*** Data to use Section Begins ***

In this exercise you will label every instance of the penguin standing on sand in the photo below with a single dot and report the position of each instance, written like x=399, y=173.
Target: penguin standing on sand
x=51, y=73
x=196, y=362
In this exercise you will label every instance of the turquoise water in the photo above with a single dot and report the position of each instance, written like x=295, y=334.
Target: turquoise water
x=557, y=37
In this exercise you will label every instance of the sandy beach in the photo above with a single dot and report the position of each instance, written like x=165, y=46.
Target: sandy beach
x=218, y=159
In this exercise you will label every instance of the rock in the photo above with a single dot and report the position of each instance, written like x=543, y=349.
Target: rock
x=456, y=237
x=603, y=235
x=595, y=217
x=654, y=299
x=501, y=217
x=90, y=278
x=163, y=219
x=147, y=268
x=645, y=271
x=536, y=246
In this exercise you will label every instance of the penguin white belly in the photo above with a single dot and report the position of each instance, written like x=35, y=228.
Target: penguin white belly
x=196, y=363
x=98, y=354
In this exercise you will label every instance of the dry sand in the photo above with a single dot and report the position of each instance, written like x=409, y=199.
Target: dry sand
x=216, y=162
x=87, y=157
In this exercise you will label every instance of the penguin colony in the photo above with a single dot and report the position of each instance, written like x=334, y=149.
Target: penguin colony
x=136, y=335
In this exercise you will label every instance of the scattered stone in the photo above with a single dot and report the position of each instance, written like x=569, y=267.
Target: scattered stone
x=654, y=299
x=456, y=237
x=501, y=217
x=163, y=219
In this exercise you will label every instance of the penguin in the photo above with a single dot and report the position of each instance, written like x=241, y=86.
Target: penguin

*** Data to use Section Ends ***

**Task to complete**
The reply is to be an exact repeat of the records above.

**Written response**
In this exercise you will label every instance of the penguin standing on sand in the photo below with a single dot and report the position of each instance, written like x=399, y=173.
Target: penguin standing on sand
x=51, y=73
x=196, y=362
In this exercise you will label every instance of the turquoise water in the photo above with a single dot and report the position of each instance, written like x=295, y=334.
Target: turquoise water
x=557, y=37
In this exercise you will label every instance of the sandy beach in the photo above with a single dot and report the position of each instance, written like x=165, y=46.
Target: sandy beach
x=218, y=159
In this exercise you will label every instance of the rock in the photo above with a single dot and report the position of each instance, written like x=543, y=349.
Target: rock
x=456, y=237
x=603, y=235
x=595, y=217
x=654, y=299
x=501, y=217
x=90, y=278
x=163, y=219
x=147, y=268
x=645, y=271
x=536, y=246
In this exercise you will label every instance of the penguin white belly in the photo above with a single dot and report the position of each instance, written like x=35, y=228.
Target: penguin white belly
x=196, y=363
x=98, y=354
In this exercise you will label every instance of the dry sand in the photo above with a single dot and report the position of each instance, written like x=409, y=199.
Target: dry sand
x=216, y=162
x=87, y=157
In this exercise you will label every instance of the penguin colony in the photo above with a single dot and report the position of each instance, written like x=334, y=149.
Target: penguin colony
x=136, y=335
In this exercise you will label every instance of the scattered stone in the photo above with a single dot and report the position of each instance, written like x=569, y=267.
Target: scattered stone
x=654, y=299
x=456, y=237
x=501, y=217
x=163, y=219
In this exercise you will label every instance of the penguin in the photo above with a single dot and report the position of each instance, written like x=241, y=86.
Target: penguin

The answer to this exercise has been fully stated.